Document ▸
* begin *

Associating ISO19115-1 items with a provenance query service

Contributor: 
Evert Bleys

Introduction

Organisations wishing to associate items in an ISO19115-1-conformant catalogue with graph-based provenance delivered by a provenance query service (likely a SPARQL service) may wish to make the link to that service as visible as possible to people used to the ISO19115-1 norms. Since ISO19115-1 typically uses the Lineage field for structured or un-structured lineage information (provenance), this pattern suggests making that link to the provenance query service in that field.

Prerequisite

PROV DM in OWL ontology form (PROV-O) and SPARQL services require the identification of provenance objects using HTTP URIs. For this reason, any object catalogued according to ISO19115-1 wanting to link to a provenance query service as described here must be able to be referred to by URI. Some ISO19115-1-compliant catalogues use URIs but some only use UUIDs and do not provide persistent URIs base on those UUIDs. An effort must be made to establish persistent URIs using those UUIDs before integration with a provenance query service.

* end *

Extracted entries ▸
* begin *

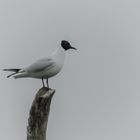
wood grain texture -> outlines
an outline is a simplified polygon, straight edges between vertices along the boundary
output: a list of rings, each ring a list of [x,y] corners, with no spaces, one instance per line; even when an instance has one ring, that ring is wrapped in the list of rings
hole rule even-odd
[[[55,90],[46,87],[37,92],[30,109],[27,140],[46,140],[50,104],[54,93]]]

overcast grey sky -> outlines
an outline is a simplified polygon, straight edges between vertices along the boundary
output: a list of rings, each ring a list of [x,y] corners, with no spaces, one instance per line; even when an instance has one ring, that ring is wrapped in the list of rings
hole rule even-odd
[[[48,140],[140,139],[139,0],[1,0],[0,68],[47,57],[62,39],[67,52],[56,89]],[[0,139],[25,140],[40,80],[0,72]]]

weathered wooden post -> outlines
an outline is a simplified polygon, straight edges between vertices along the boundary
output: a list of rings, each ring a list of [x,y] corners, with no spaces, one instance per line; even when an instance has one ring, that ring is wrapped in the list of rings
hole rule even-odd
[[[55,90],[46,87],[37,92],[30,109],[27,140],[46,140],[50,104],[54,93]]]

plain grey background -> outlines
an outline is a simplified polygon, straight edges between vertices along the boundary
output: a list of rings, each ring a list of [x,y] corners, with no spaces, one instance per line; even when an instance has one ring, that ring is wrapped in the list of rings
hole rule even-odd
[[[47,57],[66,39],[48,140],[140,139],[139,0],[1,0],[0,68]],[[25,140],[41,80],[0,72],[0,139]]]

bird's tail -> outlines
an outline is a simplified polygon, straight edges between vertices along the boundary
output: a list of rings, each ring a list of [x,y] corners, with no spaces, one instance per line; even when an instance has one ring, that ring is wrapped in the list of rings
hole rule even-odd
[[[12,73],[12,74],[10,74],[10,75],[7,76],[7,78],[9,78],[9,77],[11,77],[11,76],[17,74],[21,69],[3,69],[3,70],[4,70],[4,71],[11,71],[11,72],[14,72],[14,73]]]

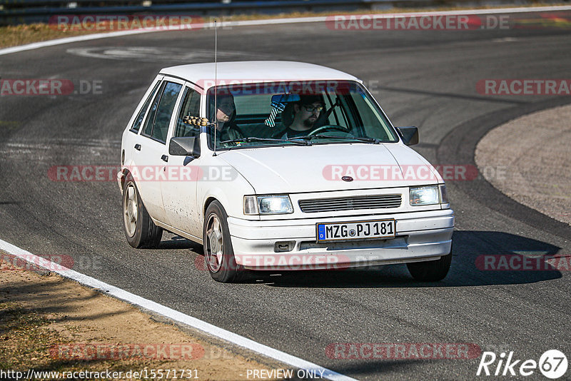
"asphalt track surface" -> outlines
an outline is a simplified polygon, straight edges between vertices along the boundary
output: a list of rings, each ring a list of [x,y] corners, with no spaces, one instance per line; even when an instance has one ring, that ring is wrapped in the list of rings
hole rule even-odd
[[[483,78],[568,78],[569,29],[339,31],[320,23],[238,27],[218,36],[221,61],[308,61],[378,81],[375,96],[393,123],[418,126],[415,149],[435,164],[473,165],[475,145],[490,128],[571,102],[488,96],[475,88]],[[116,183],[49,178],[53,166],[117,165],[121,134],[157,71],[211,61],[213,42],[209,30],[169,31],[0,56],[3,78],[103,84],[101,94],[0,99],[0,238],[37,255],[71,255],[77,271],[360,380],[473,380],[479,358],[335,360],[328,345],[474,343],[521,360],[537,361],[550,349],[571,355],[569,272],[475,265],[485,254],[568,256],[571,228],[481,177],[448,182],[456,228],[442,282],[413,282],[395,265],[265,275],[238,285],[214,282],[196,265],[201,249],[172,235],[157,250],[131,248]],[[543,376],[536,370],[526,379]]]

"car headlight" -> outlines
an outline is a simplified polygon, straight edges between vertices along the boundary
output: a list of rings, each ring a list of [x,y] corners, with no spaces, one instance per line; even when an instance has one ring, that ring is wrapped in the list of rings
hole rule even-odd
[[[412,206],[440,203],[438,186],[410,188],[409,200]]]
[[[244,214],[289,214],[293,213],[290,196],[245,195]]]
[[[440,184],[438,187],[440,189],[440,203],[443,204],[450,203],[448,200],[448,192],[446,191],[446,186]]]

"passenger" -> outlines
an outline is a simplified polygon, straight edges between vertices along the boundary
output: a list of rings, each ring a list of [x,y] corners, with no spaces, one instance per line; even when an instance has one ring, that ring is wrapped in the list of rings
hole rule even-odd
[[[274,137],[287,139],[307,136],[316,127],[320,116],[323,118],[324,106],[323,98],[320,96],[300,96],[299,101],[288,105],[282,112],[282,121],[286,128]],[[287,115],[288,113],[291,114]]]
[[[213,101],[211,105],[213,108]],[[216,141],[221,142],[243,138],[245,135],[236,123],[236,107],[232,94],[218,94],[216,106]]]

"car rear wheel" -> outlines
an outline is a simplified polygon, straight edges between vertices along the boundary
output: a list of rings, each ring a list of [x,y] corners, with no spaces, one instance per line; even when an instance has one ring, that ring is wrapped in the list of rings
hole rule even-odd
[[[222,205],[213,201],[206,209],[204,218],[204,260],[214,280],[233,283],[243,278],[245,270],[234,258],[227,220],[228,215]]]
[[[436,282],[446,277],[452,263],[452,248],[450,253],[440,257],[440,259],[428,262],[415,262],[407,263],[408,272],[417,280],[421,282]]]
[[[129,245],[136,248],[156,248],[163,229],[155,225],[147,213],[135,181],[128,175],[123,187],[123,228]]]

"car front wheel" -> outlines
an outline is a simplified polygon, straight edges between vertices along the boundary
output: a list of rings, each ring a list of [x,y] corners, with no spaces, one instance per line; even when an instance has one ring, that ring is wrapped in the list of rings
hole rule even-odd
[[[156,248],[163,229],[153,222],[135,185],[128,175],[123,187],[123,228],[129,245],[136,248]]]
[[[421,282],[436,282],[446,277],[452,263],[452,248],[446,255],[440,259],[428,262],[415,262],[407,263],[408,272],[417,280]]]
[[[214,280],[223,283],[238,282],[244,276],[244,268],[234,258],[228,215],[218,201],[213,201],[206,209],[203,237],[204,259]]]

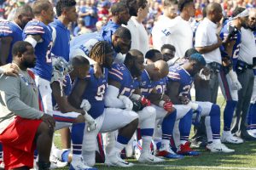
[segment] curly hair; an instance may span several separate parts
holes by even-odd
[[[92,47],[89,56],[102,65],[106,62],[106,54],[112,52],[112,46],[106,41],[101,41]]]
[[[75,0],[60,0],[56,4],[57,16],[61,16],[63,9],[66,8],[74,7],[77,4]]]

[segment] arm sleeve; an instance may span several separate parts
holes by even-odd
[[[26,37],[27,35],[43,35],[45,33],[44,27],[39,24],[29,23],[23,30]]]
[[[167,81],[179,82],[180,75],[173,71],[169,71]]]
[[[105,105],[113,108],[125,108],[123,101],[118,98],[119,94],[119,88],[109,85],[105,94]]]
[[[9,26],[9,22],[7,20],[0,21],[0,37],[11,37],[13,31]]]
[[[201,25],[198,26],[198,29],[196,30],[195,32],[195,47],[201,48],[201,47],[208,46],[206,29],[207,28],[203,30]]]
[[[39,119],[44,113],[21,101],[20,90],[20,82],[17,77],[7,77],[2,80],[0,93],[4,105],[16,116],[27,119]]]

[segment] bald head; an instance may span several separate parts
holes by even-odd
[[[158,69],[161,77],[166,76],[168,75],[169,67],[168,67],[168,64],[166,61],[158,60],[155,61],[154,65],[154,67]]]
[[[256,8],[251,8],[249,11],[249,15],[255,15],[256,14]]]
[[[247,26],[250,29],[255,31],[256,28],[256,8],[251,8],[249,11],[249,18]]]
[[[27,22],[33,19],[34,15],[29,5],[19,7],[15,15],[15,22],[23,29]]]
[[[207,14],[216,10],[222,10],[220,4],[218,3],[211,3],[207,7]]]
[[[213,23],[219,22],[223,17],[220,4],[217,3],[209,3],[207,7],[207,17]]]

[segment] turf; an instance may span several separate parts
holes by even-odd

* end *

Task description ▸
Write out the page on linking ISO19115-1 catalogue items to a provenance query service again, word for word, from its title to its last sentence.

The output ▸
Associating ISO19115-1 items with a provenance query service

Contributor: 
Evert Bleys

Introduction

Organisations wishing to associate items in an ISO19115-1-conformant catalogue with graph-based provenance delivered by a provenance query service (likely a SPARQL service) may wish to make the link to that service as visible as possible to people used to the ISO19115-1 norms. Since ISO19115-1 typically uses the Lineage field for structured or un-structured lineage information (provenance), this pattern suggests making that link to the provenance query service in that field.

Prerequisite

PROV DM in OWL ontology form (PROV-O) and SPARQL services require the identification of provenance objects using HTTP URIs. For this reason, any object catalogued according to ISO19115-1 wanting to link to a provenance query service as described here must be able to be referred to by URI. Some ISO19115-1-compliant catalogues use URIs but some only use UUIDs and do not provide persistent URIs base on those UUIDs. An effort must be made to establish persistent URIs using those UUIDs before integration with a provenance query service.